:: Quoted passage ::
"... The first reason was geographic: the Holy Land is easier to conquer than defend, because its topograpy and regional position leave it perpetually vulnerable to invasion. The second was diplomatic: the Crusaders were perpetually falling out with their major neighbors, from Byzantium to Egypt, and the support they enjoyed from Western Europe was too limited to save them from extinction. The third was demographic: the ruling class of Outremer, primarily Frankish knights and their retainers, was a minority in a territory whose inhabitants were largely Eastern Orthodox and Muslim, and they had difficulty achieving the kind of integration that long-term stability required.
A decade ago, before the collapse of the peace process, the Israelis seemed to be faring better than Outremer on all three fronts. Their potent armed forces and nuclear deterrent more than offset the weakness of their geographic position. After decades of isolation, they had forged reasonably stable relationships with many regional powers — including Turkey, Jordan and Egypt — and an enduring bond with the world’s superpower, the United States.....
Ten years later, though, only the military advantage endures. Diplomatically and demographically, Israel increasingly faces the same problems that bedeviled the 12th-century kings of Jerusalem.
In the wake of the Gaza and Lebanon wars, and now the blockade-running fiasco, the Jewish state is as isolated on the world stage as it’s been since the dark Zionism-is-racism years of the 1970s. Meanwhile, its relationship with its Arab citizens is increasingly strained, the occupation of the Palestinian West Bank seems destined to continue indefinitely, and both Arab populations are growing so swiftly that Jews could soon be a minority west of the Jordan River.

:: Records supplied ::
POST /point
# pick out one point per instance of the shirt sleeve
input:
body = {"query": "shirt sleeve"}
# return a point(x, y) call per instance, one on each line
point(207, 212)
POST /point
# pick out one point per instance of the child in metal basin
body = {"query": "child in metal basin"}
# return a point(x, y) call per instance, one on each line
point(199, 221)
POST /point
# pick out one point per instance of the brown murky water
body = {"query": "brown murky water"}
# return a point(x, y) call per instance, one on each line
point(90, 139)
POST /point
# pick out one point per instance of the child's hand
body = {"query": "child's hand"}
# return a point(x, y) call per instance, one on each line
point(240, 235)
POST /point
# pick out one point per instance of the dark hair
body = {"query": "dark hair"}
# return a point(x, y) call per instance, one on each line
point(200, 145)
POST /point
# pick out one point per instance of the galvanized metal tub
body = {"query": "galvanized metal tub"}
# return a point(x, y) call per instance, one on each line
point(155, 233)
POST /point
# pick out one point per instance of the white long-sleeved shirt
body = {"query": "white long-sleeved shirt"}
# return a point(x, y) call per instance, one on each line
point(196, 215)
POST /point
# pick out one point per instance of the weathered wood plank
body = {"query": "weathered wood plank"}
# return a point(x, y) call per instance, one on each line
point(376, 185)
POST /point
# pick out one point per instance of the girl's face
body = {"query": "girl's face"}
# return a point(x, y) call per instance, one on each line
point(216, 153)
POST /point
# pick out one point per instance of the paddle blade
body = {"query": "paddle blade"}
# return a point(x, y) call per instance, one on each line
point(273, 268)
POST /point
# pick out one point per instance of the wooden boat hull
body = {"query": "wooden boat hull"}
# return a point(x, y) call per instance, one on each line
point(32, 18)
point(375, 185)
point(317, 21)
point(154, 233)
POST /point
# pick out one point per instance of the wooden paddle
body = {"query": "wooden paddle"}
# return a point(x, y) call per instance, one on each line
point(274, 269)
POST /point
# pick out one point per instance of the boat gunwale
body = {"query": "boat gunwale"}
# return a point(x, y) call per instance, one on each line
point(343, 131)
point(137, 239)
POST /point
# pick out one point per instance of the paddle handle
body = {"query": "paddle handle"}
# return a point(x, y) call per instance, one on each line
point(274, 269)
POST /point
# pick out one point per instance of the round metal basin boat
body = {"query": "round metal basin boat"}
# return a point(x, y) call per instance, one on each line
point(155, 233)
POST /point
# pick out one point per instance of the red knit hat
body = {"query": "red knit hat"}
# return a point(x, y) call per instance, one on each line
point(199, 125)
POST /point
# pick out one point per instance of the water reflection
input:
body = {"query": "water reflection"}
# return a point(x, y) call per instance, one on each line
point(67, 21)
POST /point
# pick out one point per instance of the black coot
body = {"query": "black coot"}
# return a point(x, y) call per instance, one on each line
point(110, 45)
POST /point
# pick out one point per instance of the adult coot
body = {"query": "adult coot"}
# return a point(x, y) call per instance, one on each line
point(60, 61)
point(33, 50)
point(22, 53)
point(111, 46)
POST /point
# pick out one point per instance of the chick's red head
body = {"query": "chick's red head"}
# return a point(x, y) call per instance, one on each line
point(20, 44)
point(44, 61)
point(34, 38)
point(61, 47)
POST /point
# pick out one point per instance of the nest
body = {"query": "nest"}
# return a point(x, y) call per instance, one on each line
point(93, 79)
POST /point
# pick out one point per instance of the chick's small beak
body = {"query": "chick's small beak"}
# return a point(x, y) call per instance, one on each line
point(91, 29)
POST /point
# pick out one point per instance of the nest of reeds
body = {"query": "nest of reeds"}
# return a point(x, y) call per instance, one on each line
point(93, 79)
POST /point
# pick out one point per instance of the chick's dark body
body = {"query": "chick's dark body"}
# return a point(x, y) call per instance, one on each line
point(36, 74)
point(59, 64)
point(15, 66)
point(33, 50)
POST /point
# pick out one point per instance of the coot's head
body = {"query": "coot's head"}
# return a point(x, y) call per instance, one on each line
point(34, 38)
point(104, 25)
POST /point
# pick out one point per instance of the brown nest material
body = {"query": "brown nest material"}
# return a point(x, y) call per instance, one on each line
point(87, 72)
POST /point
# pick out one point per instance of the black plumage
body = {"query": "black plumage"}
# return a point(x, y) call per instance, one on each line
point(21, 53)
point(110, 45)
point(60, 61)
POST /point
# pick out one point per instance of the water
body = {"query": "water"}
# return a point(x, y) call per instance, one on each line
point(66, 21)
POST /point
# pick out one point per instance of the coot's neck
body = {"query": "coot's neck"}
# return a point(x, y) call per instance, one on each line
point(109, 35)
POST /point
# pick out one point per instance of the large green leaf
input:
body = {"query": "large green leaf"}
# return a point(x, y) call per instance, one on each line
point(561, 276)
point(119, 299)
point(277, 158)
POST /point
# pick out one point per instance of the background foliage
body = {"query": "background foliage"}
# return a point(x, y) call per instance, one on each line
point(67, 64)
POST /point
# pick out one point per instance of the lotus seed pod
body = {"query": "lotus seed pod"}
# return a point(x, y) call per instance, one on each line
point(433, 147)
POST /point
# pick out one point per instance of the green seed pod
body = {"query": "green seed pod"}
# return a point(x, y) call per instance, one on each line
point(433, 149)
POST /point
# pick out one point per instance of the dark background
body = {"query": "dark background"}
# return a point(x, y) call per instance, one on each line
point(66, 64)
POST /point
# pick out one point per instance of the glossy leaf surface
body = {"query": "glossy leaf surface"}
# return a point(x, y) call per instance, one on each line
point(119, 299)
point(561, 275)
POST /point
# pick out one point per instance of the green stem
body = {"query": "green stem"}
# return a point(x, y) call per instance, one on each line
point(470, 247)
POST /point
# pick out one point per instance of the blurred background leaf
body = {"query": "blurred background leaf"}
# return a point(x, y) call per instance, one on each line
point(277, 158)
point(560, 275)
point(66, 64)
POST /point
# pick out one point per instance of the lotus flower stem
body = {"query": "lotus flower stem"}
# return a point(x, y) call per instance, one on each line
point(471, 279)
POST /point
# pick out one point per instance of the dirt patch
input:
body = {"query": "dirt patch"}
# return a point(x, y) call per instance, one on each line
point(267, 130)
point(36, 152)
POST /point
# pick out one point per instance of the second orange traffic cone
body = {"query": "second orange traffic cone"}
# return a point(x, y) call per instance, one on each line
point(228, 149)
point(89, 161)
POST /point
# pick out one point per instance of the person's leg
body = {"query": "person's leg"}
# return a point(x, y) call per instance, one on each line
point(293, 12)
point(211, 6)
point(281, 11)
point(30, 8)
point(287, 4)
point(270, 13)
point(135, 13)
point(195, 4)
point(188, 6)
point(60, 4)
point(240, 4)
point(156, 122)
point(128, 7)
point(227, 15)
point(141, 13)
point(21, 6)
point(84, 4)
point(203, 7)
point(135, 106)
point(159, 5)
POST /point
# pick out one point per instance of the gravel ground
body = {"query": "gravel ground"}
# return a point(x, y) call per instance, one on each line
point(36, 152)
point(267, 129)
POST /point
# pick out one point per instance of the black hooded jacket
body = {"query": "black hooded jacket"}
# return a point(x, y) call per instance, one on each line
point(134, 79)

:: Tasks for this exercise ::
**A.** Answer these from the passage on Outremer and Israel:
(i) Who primarily made up the ruling class of Outremer?
(ii) Which three regional powers are named as ones Israel had forged reasonably stable relationships with?
(iii) In which decade were the "dark Zionism-is-racism years"?
**B.** Transcribe the passage on Outremer and Israel word for word, starting at the words "A decade ago, before" and stopping after "kings of Jerusalem.".

:: Answers for the tasks ::
**A.**
(i) Frankish knights and their retainers
(ii) Turkey, Jordan and Egypt
(iii) The 1970s

**B.**
A decade ago, before the collapse of the peace process, the Israelis seemed to be faring better than Outremer on all three fronts. Their potent armed forces and nuclear deterrent more than offset the weakness of their geographic position. After decades of isolation, they had forged reasonably stable relationships with many regional powers — including Turkey, Jordan and Egypt — and an enduring bond with the world’s superpower, the United States.....
Ten years later, though, only the military advantage endures. Diplomatically and demographically, Israel increasingly faces the same problems that bedeviled the 12th-century kings of Jerusalem.